DATA FOR THE TASK:
****
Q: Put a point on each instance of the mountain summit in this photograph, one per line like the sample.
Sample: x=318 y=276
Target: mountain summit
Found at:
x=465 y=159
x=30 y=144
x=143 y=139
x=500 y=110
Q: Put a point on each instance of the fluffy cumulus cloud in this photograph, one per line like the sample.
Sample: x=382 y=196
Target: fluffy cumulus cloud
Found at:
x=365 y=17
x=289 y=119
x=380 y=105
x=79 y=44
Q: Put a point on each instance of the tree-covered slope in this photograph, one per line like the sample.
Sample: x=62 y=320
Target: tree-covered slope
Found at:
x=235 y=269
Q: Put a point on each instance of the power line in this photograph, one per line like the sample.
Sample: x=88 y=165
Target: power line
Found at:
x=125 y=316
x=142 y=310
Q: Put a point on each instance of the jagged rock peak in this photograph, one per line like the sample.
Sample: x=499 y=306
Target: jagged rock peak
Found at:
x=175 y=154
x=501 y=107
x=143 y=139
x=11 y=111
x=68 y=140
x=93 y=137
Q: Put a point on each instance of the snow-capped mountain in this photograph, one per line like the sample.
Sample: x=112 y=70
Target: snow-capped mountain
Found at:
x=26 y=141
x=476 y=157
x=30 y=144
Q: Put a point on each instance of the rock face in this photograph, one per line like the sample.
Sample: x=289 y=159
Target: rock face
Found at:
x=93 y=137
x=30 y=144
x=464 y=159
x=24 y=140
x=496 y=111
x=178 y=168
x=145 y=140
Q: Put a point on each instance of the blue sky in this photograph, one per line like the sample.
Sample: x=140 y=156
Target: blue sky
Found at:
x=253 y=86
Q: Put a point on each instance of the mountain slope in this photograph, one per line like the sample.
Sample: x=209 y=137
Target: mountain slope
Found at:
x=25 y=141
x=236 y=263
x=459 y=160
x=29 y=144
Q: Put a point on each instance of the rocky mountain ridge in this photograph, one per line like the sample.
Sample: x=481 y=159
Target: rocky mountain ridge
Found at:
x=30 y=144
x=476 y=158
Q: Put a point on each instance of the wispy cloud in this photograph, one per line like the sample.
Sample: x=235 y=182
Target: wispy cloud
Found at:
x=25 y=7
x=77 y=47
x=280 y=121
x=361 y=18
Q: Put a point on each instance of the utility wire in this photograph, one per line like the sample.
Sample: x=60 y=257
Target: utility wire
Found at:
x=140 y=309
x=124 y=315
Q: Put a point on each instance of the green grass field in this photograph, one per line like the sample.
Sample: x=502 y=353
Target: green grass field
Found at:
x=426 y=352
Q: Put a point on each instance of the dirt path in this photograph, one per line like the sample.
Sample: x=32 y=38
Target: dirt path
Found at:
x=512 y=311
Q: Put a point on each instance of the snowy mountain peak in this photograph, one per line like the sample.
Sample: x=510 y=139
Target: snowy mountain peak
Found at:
****
REQUIRED WORK: Put every line of the records above into a Markdown table with the columns Row and Line. Number each row and skip the blank lines.

ANSWER FOR THE TASK:
| Row | Line |
|---|---|
| 1 | Q: Put a point on each instance of the mountain summit in this photograph, one per line like the sample. |
| 2 | Sample: x=318 y=276 |
| 3 | Target: mountain summit |
| 4 | Found at: |
| 5 | x=465 y=159 |
| 6 | x=30 y=144 |
| 7 | x=143 y=139 |
| 8 | x=500 y=110 |
| 9 | Q: Put a point on each instance of the fluffy cumulus cloud in this photograph, one per line like the sample. |
| 10 | Sample: x=382 y=196 |
| 11 | Target: fluffy cumulus cloud |
| 12 | Found at: |
| 13 | x=365 y=17 |
| 14 | x=289 y=119 |
| 15 | x=380 y=105 |
| 16 | x=79 y=44 |
| 17 | Q: Put a point on each instance of the tree-covered slope in this photograph, one per line like the sample. |
| 18 | Sample: x=62 y=320 |
| 19 | Target: tree-covered slope |
| 20 | Found at: |
| 21 | x=235 y=269 |
| 22 | Q: Put a point on each instance of the power line in this photograph, one per line like the sample. |
| 23 | Sample: x=88 y=165 |
| 24 | Target: power line |
| 25 | Found at: |
| 26 | x=125 y=316 |
| 27 | x=142 y=310 |
| 28 | Q: Put a point on each instance of the jagged rock peak in this photograph, one per line like the sample. |
| 29 | Sample: x=499 y=306 |
| 30 | Target: jagged rock peak |
| 31 | Found at: |
| 32 | x=175 y=154 |
| 33 | x=501 y=107 |
| 34 | x=143 y=139 |
| 35 | x=11 y=111 |
| 36 | x=68 y=140 |
| 37 | x=93 y=137 |
| 38 | Q: Put a point on each instance of the snow-capped mountain in this photograph, one per line like the sample. |
| 39 | Sample: x=112 y=70 |
| 40 | Target: snow-capped mountain |
| 41 | Found at: |
| 42 | x=26 y=141 |
| 43 | x=476 y=157 |
| 44 | x=30 y=144 |
| 45 | Q: Put a point on each instance of the rock face in this photograph, one per line like the sample. |
| 46 | Sample: x=289 y=159 |
| 47 | Target: rock face |
| 48 | Found at: |
| 49 | x=93 y=137 |
| 50 | x=30 y=144 |
| 51 | x=464 y=159 |
| 52 | x=24 y=140 |
| 53 | x=496 y=111 |
| 54 | x=178 y=168 |
| 55 | x=145 y=140 |
| 56 | Q: Put a point on each instance of the blue sky in this photograph, one per line like the sample. |
| 57 | Sample: x=140 y=156 |
| 58 | Target: blue sky |
| 59 | Found at: |
| 60 | x=253 y=86 |
| 61 | Q: Put a point on each instance of the mountain slope in this photograph, one per line like the sample. |
| 62 | Sample: x=209 y=137 |
| 63 | Target: mountain slope |
| 64 | Found at: |
| 65 | x=25 y=141 |
| 66 | x=236 y=263 |
| 67 | x=459 y=160 |
| 68 | x=29 y=144 |
| 69 | Q: Put a point on each instance of the rocky mountain ridge in this photograph, one per line like the sample. |
| 70 | Sample: x=481 y=159 |
| 71 | Target: rocky mountain ridge |
| 72 | Found at: |
| 73 | x=30 y=144 |
| 74 | x=476 y=158 |
| 75 | Q: Put a point on each instance of the wispy cloud in this photograph, one per line like the sample. |
| 76 | Sample: x=235 y=182 |
| 77 | Target: wispy cloud |
| 78 | Found at: |
| 79 | x=25 y=7 |
| 80 | x=77 y=47 |
| 81 | x=280 y=121 |
| 82 | x=361 y=18 |
| 83 | Q: Put a point on each instance of the utility wire in this photograph, one per line like the sample. |
| 84 | Sample: x=60 y=257 |
| 85 | Target: utility wire |
| 86 | Found at: |
| 87 | x=140 y=309 |
| 88 | x=124 y=315 |
| 89 | Q: Put a point on each instance of the green grass field in this photograph, one per line like the sample. |
| 90 | Sample: x=502 y=353 |
| 91 | Target: green grass field |
| 92 | Found at: |
| 93 | x=426 y=352 |
| 94 | Q: Put a point on each instance of the dirt path in this photograph, one per line like the sample. |
| 95 | Sample: x=32 y=38 |
| 96 | Target: dirt path |
| 97 | Found at: |
| 98 | x=512 y=311 |
| 99 | Q: Put a point on each instance of the snowy mountain peak in this photograph, one per line like the sample. |
| 100 | Sample: x=510 y=139 |
| 101 | Target: snowy mountain peak |
| 102 | Found at: |